Return exactly the lines of the data below, from the one that contains "black pants shown in the photo above." through the final line, and leave out every picture.

Stored data entries
-------------------------

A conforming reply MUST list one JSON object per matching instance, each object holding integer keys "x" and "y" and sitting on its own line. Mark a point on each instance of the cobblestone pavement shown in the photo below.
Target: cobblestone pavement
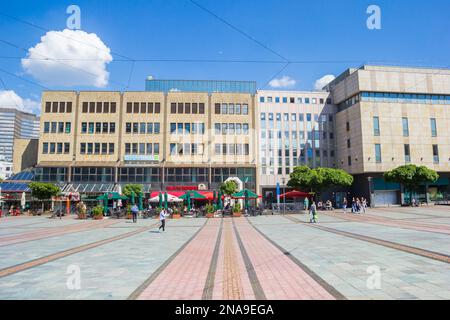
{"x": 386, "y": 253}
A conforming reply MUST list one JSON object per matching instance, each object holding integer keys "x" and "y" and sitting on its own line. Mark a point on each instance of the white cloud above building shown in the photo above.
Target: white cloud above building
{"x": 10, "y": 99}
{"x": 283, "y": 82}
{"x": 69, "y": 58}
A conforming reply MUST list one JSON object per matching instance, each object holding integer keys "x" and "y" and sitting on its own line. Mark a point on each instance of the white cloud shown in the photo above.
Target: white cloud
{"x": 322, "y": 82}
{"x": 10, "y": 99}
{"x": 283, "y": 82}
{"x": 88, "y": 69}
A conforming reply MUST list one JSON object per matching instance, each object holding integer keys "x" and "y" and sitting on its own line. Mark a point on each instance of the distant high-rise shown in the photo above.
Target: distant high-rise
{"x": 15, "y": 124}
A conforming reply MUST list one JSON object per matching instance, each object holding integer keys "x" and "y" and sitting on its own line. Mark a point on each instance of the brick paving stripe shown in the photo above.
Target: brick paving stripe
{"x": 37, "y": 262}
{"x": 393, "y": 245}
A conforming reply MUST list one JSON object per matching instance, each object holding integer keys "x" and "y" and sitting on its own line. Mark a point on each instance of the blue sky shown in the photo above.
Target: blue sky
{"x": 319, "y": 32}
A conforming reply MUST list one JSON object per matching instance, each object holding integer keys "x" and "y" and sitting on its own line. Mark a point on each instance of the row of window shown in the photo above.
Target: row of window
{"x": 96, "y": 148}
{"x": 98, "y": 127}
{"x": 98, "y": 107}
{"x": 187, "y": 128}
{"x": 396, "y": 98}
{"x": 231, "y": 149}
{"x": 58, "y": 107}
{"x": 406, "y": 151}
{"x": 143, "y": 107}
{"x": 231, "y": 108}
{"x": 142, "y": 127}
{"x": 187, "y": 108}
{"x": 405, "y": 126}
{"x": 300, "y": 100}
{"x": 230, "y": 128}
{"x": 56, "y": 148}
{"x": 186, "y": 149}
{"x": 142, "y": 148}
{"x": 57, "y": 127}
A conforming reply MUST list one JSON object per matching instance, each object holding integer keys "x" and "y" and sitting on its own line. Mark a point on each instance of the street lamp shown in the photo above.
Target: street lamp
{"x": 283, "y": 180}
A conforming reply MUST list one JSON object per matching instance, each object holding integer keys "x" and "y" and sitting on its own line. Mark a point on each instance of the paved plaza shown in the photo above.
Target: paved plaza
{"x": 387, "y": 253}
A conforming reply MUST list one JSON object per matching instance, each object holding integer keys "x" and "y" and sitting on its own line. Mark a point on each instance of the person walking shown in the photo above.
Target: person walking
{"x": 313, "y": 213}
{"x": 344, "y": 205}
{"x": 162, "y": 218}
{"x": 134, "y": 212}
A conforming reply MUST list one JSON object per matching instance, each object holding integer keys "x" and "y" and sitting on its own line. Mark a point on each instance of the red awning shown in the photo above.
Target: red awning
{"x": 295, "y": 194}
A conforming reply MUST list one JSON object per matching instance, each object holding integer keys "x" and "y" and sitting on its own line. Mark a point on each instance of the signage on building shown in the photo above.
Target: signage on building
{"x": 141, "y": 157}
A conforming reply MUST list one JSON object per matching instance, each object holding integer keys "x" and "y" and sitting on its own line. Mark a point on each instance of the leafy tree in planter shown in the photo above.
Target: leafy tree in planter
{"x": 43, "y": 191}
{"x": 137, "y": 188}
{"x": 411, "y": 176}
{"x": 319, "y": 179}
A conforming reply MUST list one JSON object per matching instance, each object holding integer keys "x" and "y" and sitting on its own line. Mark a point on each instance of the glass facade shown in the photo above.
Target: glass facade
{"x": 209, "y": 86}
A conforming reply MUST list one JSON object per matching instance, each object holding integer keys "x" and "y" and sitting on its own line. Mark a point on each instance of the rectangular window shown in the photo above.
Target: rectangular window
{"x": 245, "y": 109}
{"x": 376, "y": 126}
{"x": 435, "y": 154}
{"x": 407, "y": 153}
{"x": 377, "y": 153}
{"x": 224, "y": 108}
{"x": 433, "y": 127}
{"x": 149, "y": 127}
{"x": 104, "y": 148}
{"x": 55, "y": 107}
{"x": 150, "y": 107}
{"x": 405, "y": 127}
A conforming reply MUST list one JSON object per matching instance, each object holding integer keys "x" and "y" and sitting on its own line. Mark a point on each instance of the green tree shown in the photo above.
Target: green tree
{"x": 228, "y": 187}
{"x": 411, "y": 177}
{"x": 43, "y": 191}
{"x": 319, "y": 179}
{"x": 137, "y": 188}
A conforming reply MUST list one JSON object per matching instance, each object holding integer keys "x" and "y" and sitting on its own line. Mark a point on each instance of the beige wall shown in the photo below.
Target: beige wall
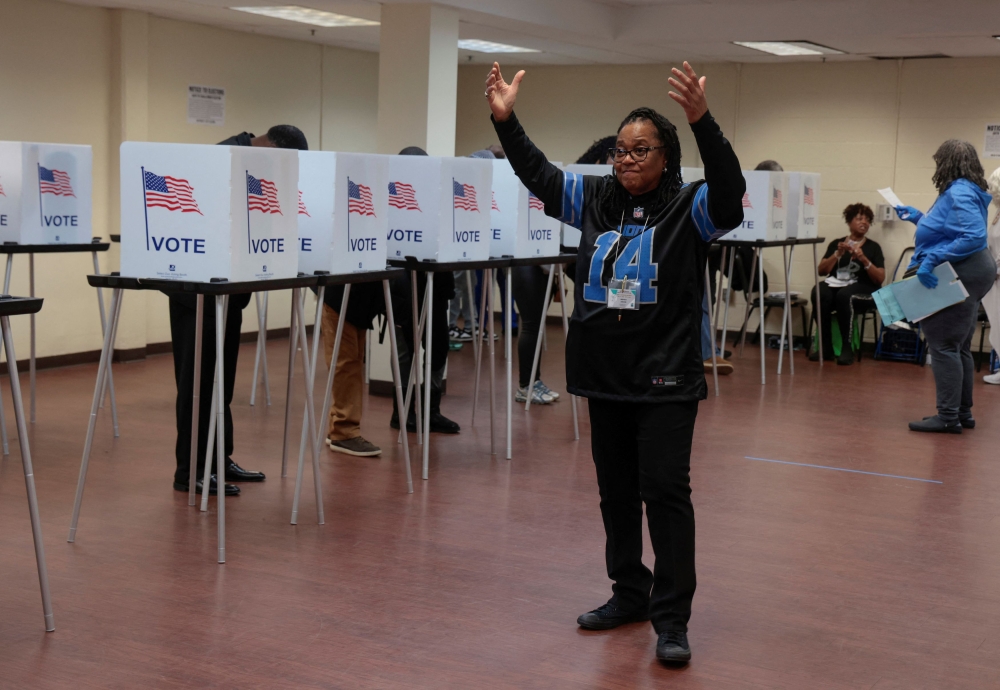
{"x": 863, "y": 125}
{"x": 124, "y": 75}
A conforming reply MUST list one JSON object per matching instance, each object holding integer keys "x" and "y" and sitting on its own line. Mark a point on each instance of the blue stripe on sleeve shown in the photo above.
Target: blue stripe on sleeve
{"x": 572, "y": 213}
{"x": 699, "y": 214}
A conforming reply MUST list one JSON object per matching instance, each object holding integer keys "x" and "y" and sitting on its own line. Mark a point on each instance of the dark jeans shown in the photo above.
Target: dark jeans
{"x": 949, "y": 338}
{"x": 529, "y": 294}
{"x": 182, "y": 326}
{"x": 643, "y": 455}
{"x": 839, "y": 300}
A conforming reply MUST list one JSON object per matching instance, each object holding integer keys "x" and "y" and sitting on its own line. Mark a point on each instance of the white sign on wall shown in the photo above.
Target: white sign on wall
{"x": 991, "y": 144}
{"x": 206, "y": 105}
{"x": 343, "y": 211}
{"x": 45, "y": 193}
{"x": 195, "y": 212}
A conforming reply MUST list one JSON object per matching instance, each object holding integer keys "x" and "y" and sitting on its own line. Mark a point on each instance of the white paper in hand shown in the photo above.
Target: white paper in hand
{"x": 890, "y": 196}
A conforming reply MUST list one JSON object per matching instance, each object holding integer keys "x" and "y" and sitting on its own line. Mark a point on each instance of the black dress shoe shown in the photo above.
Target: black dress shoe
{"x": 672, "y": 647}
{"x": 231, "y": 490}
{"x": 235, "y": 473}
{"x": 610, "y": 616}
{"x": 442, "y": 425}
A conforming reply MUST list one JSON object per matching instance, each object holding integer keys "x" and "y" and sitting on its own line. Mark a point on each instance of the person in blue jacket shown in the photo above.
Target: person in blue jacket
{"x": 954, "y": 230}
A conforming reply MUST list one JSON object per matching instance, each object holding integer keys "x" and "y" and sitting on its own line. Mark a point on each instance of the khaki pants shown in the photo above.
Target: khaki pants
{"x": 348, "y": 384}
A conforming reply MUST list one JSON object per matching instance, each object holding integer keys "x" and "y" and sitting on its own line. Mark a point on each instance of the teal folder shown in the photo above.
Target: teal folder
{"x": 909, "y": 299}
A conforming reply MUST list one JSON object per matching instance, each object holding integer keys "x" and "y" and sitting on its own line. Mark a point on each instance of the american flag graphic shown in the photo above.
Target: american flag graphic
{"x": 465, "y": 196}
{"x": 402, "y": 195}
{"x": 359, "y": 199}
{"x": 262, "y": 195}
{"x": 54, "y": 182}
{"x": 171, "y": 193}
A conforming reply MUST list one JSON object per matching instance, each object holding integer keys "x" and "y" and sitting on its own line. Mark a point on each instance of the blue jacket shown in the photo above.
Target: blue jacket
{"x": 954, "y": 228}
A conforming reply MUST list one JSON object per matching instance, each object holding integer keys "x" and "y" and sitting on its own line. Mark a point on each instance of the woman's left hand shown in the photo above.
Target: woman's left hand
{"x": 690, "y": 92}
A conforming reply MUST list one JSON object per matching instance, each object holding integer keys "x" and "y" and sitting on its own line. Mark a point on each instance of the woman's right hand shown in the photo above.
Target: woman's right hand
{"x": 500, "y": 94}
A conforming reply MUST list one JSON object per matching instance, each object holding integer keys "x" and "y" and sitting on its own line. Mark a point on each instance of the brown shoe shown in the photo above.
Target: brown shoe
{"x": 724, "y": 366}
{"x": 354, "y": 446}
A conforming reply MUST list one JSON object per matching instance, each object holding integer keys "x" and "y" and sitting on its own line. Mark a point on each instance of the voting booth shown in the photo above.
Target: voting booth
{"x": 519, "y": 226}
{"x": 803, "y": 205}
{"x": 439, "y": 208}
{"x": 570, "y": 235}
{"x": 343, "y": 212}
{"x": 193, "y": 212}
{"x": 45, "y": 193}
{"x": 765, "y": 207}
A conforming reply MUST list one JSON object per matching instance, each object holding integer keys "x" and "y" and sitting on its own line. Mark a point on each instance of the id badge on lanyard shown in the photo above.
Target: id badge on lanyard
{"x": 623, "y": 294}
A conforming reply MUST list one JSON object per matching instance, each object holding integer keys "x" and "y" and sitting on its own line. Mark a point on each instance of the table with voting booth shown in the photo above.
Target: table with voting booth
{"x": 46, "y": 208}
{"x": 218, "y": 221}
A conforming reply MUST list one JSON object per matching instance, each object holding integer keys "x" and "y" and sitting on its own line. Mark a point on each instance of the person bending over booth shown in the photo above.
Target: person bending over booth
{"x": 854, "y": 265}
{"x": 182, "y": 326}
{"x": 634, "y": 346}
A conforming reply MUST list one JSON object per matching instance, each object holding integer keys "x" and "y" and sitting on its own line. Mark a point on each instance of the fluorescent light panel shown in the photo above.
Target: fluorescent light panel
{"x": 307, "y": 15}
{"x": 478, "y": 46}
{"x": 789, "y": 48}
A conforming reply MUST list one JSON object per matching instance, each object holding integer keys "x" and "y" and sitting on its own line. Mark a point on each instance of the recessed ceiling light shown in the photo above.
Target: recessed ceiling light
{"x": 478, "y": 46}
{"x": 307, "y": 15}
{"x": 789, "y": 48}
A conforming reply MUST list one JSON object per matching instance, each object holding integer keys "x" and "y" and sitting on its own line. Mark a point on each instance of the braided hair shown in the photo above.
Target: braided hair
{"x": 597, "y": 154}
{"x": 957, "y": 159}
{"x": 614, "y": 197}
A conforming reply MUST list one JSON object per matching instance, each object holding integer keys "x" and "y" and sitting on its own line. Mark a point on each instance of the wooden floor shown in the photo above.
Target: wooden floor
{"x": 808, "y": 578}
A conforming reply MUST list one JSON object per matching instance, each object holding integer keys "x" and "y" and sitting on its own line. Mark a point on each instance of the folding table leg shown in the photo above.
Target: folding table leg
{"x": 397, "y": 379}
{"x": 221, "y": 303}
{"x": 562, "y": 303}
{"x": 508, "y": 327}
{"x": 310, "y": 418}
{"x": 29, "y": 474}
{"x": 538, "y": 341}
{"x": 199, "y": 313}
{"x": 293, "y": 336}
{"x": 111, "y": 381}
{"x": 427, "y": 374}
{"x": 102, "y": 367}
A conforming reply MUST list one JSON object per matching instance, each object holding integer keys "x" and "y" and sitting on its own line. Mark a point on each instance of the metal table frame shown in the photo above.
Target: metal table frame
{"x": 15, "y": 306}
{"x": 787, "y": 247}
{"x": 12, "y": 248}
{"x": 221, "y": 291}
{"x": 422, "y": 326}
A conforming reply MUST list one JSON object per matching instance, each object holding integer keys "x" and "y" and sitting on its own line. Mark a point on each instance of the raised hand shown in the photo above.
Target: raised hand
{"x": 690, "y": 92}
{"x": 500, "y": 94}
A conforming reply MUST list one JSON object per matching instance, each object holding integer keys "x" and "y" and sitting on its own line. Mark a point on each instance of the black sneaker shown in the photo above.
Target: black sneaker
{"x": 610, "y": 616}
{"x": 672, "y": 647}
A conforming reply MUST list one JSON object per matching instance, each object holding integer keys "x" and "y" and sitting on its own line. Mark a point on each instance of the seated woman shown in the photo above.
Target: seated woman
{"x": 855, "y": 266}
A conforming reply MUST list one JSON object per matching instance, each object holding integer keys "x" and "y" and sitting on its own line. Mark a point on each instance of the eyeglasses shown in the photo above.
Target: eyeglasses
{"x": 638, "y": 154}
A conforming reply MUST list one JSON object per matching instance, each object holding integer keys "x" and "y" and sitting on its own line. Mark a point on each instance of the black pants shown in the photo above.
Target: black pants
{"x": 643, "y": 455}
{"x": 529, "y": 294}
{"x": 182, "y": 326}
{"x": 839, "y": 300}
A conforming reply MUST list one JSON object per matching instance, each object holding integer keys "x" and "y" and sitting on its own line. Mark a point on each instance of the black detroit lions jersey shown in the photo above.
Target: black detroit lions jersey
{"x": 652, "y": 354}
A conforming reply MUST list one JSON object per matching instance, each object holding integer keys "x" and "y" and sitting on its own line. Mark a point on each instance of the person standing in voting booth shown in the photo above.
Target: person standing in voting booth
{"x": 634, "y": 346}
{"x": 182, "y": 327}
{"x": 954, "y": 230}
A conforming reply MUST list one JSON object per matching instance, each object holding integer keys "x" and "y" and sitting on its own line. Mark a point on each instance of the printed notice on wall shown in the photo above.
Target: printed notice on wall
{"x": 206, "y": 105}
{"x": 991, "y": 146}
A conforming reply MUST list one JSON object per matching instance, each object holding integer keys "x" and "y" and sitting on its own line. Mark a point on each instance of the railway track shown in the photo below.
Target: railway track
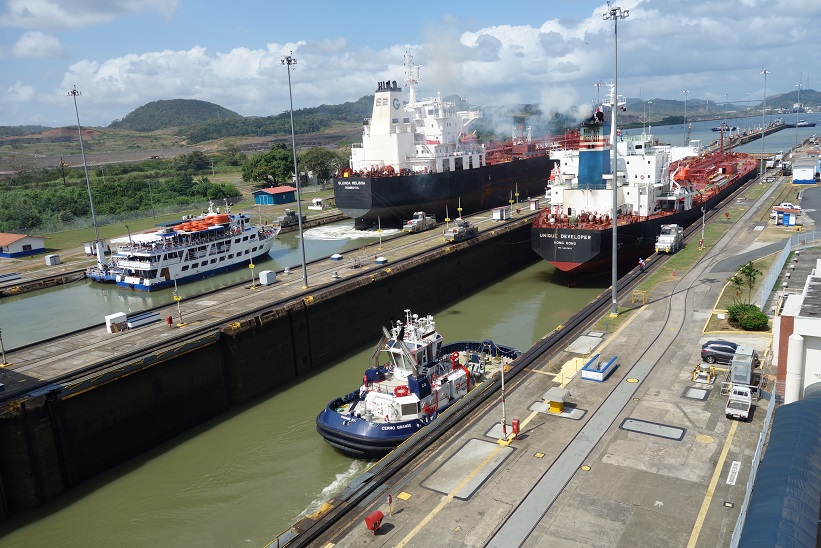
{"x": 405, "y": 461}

-------------------------

## Reply to the exercise
A conforming reply MUST list one JSON object per matching instance, each object holding integer keys "x" and "y" and sitting on its own line. Mark a point on each instance of the black pants shown in the photo above.
Target: black pants
{"x": 643, "y": 455}
{"x": 529, "y": 294}
{"x": 182, "y": 326}
{"x": 839, "y": 300}
A conforming reply MUST list one JSON object per matching instance, each object holding integer keys "x" and "y" and sitting on its own line. Mark a point on each instance of the black detroit lions jersey shown in the photo above.
Target: black detroit lions jersey
{"x": 652, "y": 354}
A conforming reply MUST list one JSON object per matching instance, each object holding integer keys "x" and "y" and sitting on its own line. Mark a point on each instance of the person standing in voting booth shown in the photo above.
Target: person standing in voting booth
{"x": 634, "y": 346}
{"x": 182, "y": 327}
{"x": 954, "y": 230}
A conforming reply MUST list one JSON object per matching instance, each object holding integer keys "x" and "y" and sitting on its own line. Mark a point on each instance of the printed notice on wall shown in the photo above.
Target: printed notice on wall
{"x": 206, "y": 105}
{"x": 991, "y": 146}
A conforming reply MUST list one JSON object per matching instance, each object holding integer keys "x" and "y" and sitting on its own line. Mark a point on each instance of the railway track shown in the photo below.
Target: railway track
{"x": 405, "y": 461}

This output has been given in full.